Dataset rows:

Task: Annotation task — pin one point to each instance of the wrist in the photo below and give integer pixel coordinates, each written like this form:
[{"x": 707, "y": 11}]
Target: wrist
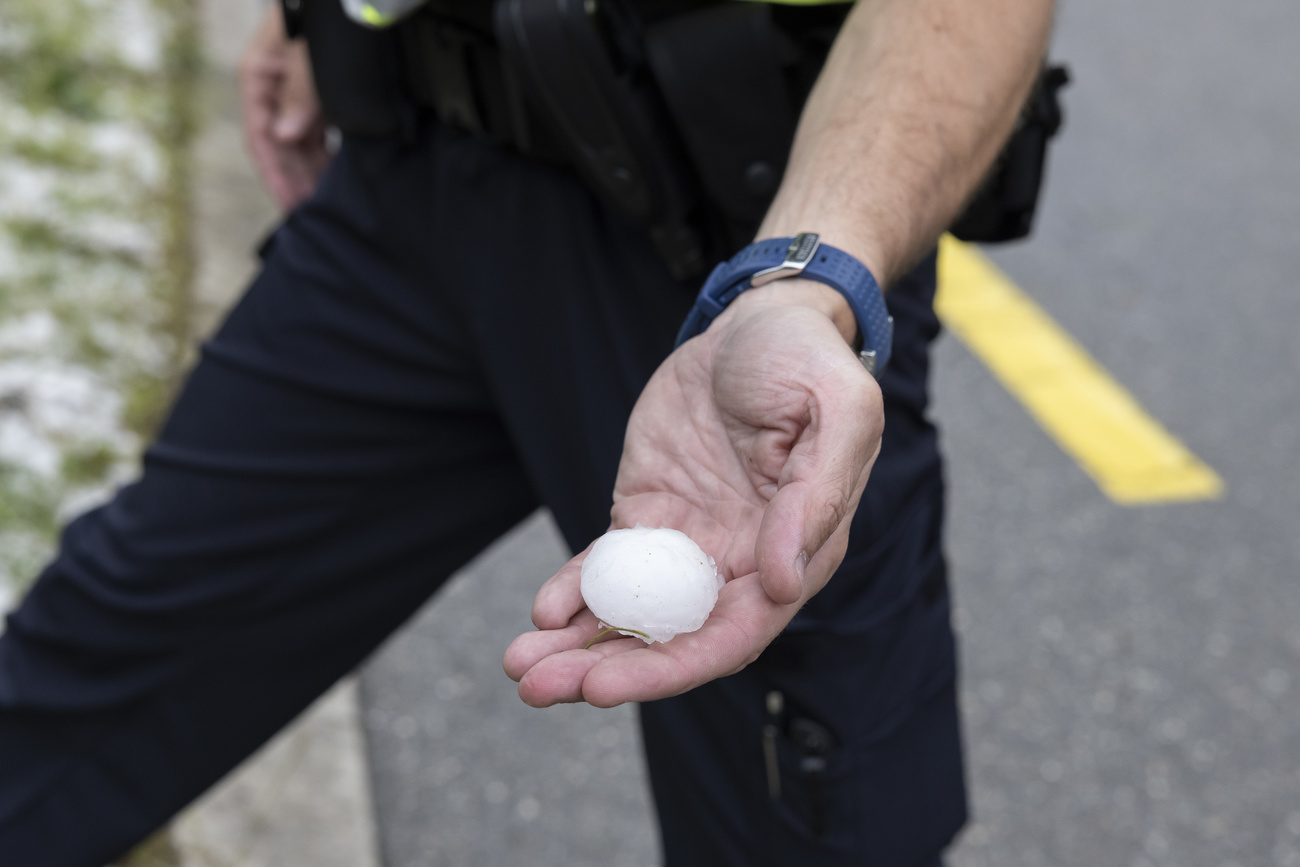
[{"x": 796, "y": 291}]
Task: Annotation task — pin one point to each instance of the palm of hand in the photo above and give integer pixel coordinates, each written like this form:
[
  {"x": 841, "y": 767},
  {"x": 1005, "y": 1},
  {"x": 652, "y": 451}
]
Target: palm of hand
[{"x": 755, "y": 441}]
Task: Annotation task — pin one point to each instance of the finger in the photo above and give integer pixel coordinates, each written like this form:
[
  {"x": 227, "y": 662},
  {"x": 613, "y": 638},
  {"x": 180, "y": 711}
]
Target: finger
[
  {"x": 531, "y": 647},
  {"x": 299, "y": 108},
  {"x": 742, "y": 624},
  {"x": 559, "y": 677},
  {"x": 560, "y": 597},
  {"x": 819, "y": 488}
]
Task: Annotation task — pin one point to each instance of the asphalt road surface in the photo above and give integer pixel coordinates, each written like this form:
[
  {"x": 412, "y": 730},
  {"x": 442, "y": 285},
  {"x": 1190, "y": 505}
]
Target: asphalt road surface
[{"x": 1131, "y": 688}]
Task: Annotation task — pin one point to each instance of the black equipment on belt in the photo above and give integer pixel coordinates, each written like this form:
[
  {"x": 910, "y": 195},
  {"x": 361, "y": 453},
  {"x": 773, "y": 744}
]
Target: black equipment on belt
[{"x": 677, "y": 113}]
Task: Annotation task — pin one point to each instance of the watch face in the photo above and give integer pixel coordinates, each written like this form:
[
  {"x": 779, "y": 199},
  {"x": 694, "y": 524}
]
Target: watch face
[{"x": 802, "y": 247}]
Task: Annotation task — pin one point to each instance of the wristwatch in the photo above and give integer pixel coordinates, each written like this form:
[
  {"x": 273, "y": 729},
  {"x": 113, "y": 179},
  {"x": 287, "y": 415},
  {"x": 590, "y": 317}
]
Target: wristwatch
[{"x": 805, "y": 256}]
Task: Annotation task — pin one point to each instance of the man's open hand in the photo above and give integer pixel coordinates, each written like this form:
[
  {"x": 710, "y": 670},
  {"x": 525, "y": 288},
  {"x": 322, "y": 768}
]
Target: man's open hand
[
  {"x": 755, "y": 439},
  {"x": 282, "y": 116}
]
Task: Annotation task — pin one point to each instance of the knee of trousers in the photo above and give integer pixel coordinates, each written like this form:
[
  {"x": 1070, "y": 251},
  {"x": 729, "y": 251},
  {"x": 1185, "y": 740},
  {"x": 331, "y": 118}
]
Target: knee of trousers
[{"x": 840, "y": 745}]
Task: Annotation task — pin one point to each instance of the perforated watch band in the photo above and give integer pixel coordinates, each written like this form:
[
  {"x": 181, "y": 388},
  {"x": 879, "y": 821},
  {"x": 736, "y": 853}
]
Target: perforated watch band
[{"x": 806, "y": 256}]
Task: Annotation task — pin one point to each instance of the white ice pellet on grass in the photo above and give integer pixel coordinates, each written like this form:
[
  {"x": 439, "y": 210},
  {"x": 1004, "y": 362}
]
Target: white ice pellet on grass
[{"x": 650, "y": 580}]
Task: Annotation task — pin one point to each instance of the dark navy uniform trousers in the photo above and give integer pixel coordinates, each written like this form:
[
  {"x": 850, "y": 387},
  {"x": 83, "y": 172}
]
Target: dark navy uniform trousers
[{"x": 441, "y": 339}]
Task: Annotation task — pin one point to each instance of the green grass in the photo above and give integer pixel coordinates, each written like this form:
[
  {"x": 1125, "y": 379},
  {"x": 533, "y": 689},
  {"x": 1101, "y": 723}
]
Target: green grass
[{"x": 92, "y": 237}]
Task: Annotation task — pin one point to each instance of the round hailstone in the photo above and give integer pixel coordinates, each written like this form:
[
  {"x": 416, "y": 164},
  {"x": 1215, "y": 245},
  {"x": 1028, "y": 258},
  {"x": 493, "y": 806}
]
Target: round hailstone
[{"x": 648, "y": 580}]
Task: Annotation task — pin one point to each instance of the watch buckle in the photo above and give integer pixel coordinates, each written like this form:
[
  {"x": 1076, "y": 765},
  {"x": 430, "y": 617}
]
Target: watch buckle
[{"x": 797, "y": 258}]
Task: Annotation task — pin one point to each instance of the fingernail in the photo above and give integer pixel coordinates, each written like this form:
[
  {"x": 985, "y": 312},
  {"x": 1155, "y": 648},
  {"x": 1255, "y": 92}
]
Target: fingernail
[{"x": 287, "y": 126}]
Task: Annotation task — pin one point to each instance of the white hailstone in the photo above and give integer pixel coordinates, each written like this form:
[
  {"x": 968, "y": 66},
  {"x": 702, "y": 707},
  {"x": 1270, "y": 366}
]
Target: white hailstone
[{"x": 651, "y": 582}]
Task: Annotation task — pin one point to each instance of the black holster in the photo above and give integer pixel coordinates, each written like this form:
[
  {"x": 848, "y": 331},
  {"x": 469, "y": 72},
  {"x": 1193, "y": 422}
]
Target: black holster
[{"x": 677, "y": 113}]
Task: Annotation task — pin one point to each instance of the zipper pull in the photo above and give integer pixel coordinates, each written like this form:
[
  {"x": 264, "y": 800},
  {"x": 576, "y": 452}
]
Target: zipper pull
[
  {"x": 814, "y": 742},
  {"x": 771, "y": 731}
]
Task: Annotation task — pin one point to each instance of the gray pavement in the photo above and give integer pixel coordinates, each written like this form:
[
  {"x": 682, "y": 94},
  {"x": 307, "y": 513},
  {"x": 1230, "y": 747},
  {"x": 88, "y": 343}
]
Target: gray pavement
[{"x": 1131, "y": 686}]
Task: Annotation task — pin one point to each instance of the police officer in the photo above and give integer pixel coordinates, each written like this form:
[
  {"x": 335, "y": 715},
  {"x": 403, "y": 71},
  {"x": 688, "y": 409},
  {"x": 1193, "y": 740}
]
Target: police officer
[{"x": 443, "y": 336}]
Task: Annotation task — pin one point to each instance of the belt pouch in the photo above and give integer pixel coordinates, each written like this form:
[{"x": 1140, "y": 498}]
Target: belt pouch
[
  {"x": 1002, "y": 208},
  {"x": 722, "y": 72},
  {"x": 356, "y": 72},
  {"x": 606, "y": 117}
]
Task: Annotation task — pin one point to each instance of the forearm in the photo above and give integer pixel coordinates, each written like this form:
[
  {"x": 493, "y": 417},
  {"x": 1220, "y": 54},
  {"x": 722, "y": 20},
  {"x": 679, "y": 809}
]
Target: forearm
[{"x": 913, "y": 105}]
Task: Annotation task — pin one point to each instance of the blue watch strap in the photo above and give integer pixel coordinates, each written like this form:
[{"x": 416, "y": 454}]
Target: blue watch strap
[{"x": 800, "y": 256}]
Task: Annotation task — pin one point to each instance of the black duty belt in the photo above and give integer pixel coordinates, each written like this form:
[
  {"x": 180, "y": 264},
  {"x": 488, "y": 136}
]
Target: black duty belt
[{"x": 677, "y": 113}]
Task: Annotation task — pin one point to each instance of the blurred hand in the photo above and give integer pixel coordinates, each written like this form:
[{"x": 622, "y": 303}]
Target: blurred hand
[
  {"x": 755, "y": 439},
  {"x": 281, "y": 115}
]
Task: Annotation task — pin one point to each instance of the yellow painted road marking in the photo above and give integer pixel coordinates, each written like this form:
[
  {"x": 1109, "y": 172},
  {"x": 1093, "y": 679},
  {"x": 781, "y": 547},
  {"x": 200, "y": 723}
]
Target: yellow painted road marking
[{"x": 1091, "y": 416}]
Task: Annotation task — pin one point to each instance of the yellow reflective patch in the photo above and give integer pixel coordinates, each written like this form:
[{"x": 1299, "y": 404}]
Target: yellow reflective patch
[
  {"x": 1092, "y": 417},
  {"x": 376, "y": 18}
]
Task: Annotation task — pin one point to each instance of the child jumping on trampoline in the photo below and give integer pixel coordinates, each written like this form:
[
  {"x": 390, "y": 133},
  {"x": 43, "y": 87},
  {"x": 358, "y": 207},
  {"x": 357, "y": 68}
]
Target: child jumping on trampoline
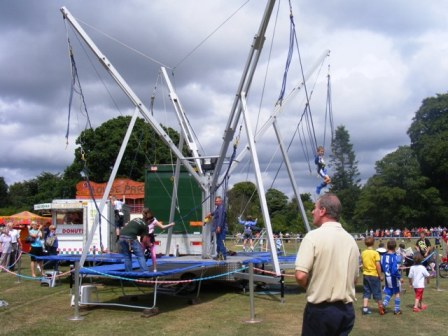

▶ _EXERCISE REQUIREMENTS_
Swap "jumping" for "bouncing" in the data from the line with "of the child" up to and including the end of the data, and keep everything else the same. Give those lines again without the pictures.

▶ _WRITTEN RESPONSE_
Task: Annotation task — pin one point to each instance of the child bouncing on trampoline in the photo below and give integer pixel coordinates, each written like this form:
[
  {"x": 390, "y": 133},
  {"x": 43, "y": 87},
  {"x": 358, "y": 207},
  {"x": 357, "y": 68}
]
Target: child bouncing on trampoline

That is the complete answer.